- _REQUIRED TASK_: Write out every one of the records below without changing anything, and leave the pictures out.

(Coordinate annotation entries)
__________
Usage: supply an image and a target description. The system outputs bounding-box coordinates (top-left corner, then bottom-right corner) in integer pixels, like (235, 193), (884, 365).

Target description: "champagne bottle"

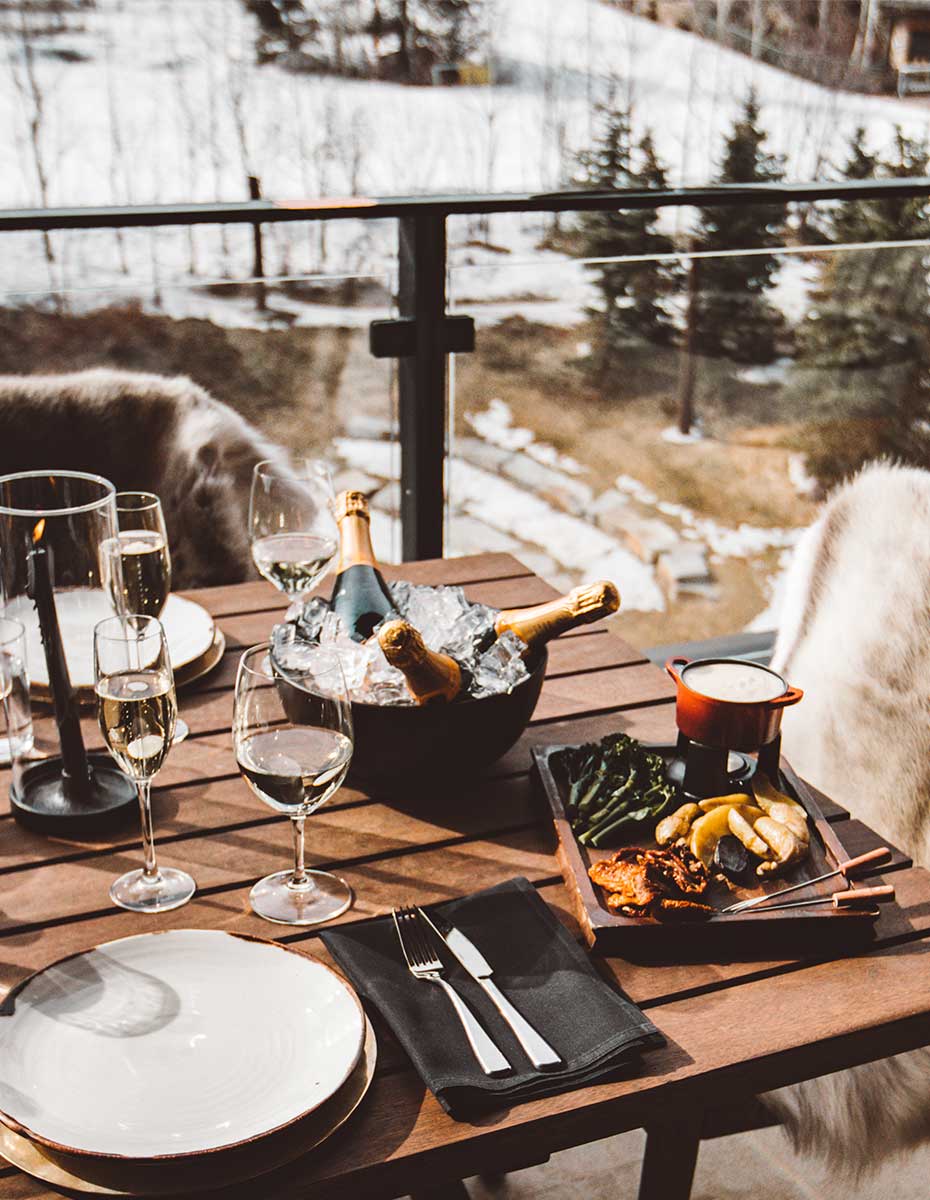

(378, 620), (469, 704)
(330, 492), (397, 642)
(494, 580), (620, 649)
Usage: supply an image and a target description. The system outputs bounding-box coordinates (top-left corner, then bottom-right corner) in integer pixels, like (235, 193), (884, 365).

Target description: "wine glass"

(101, 492), (191, 742)
(233, 644), (353, 925)
(248, 458), (338, 601)
(94, 613), (196, 912)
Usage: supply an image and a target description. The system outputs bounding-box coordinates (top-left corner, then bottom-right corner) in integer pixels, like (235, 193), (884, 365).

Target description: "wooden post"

(248, 175), (268, 308)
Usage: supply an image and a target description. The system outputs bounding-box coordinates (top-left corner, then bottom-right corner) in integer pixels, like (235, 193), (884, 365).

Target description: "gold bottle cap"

(569, 580), (620, 617)
(335, 492), (371, 522)
(378, 620), (427, 671)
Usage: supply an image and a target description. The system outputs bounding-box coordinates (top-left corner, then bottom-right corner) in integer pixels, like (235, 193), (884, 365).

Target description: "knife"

(418, 908), (563, 1070)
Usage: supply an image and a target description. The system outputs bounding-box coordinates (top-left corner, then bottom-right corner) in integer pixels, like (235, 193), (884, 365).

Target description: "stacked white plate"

(0, 930), (376, 1194)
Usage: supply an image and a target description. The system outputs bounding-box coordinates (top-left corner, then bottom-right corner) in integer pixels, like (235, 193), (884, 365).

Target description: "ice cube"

(440, 604), (498, 666)
(296, 596), (330, 642)
(470, 630), (529, 698)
__________
- _ANSWER_:
Usage: supply an image and a target description. The system outputs bounding-box coordinates (top-left corner, then bottom-right corner) in integer pixels, like (235, 193), (884, 365).

Target description: "champagne bottle"


(378, 620), (469, 704)
(330, 492), (397, 642)
(494, 580), (620, 649)
Usage: supply an image and a target description. The system outputs bounding-box coordinates (top-left corner, then bottom-right corner) in integer pixels, like (235, 193), (884, 365).

Target description: "wine glass"

(101, 492), (191, 742)
(233, 644), (353, 925)
(248, 458), (338, 601)
(94, 613), (196, 912)
Usage: supply an image and a target description. The system outputs bounding-box coordinates (top-left corner, then bottom-right corner) in integer pixels, like (235, 193), (884, 365).

Target description: "wooden post"

(248, 175), (268, 308)
Usage: supply an image and a target description. The system outputs bounding-box coordinates (top-left corner, then bottom-right corner) in integer pixels, like (235, 193), (884, 365).

Target description: "gold bottle cap"

(569, 580), (620, 617)
(335, 492), (371, 522)
(378, 620), (427, 671)
Usage: supply an image and a target description. The system outputs bounding-box coordinates (top-left corner, then bottom-right corner) in integer pixels, like (235, 193), (884, 365).

Target description: "knife"

(418, 908), (563, 1070)
Usage: supply an image and a target description. The system outputs bounding-box coordinates (top-left corner, then bottom-right corner) in integer pixels, like (235, 193), (884, 365).

Target description: "stacked white plate"

(0, 930), (376, 1194)
Usage: supply an image and a target description. The system outputs bounding-box coordinates (top-left corner, then bottom-right corner) in integer pixels, like (235, 193), (884, 365).

Target description: "ice cube"

(440, 604), (498, 666)
(296, 596), (330, 642)
(470, 630), (529, 698)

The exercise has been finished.